OBJECTIVE | Copy the part of the material that opens with the line containing "Note: for this drill, mark the tree" and runs through the end of the material, swapping "tree trunk" for "trunk of a tree" and keeping everything else the same.

◆ ◆ ◆ ◆

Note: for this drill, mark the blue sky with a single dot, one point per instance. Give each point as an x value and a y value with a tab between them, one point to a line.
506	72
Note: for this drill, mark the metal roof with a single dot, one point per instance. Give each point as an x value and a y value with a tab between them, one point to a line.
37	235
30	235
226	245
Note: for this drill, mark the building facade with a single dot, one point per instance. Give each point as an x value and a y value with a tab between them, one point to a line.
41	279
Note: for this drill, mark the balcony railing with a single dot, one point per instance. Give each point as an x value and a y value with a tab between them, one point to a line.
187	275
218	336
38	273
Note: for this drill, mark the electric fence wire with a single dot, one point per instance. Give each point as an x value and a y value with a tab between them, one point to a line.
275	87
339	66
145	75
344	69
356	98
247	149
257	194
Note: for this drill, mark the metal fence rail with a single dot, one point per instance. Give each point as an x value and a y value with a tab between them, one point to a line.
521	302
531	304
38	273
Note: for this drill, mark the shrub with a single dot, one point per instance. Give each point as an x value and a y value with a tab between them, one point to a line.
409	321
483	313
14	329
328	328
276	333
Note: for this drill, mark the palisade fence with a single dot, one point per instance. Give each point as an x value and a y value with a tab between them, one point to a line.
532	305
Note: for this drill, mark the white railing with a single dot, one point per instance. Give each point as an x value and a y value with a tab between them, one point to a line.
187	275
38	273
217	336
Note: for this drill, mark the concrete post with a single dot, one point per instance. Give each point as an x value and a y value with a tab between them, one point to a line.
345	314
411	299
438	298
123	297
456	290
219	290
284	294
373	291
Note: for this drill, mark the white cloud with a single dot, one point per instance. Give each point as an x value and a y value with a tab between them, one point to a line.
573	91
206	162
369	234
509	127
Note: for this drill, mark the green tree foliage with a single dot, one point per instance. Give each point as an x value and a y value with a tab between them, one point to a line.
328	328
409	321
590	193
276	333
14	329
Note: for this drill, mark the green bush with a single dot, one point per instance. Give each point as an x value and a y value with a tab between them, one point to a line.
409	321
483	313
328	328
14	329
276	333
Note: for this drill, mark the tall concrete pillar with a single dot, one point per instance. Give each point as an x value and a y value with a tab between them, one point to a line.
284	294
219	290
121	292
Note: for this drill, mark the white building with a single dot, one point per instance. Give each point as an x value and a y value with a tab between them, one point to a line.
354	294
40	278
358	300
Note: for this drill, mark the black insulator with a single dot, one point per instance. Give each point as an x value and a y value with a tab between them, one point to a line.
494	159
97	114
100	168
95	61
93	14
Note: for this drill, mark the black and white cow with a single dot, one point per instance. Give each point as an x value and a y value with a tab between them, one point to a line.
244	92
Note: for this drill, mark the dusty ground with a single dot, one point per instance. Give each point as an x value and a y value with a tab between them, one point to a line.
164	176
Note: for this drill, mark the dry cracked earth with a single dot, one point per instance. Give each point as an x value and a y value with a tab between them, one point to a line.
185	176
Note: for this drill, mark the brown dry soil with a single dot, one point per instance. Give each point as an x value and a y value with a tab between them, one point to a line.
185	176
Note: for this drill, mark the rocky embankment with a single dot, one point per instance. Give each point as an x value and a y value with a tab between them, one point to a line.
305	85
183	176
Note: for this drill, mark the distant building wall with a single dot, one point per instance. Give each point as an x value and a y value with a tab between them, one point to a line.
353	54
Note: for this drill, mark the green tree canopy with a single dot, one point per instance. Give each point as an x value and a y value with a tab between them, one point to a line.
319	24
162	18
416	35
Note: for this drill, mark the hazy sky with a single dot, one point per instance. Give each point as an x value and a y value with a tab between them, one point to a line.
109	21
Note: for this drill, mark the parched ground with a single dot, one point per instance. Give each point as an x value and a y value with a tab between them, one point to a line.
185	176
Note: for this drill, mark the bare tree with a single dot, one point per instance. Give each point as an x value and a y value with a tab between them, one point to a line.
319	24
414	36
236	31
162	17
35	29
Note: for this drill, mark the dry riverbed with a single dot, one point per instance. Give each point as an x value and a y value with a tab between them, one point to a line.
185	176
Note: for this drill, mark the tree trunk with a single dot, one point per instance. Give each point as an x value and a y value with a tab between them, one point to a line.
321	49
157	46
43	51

◆ ◆ ◆ ◆

WRITTEN SOLUTION |
Note: for this drill, mark the trunk of a tree with a single dot, one point per instance. Give each point as an x value and a y value with a tab between them, one point to a line.
321	49
157	46
43	51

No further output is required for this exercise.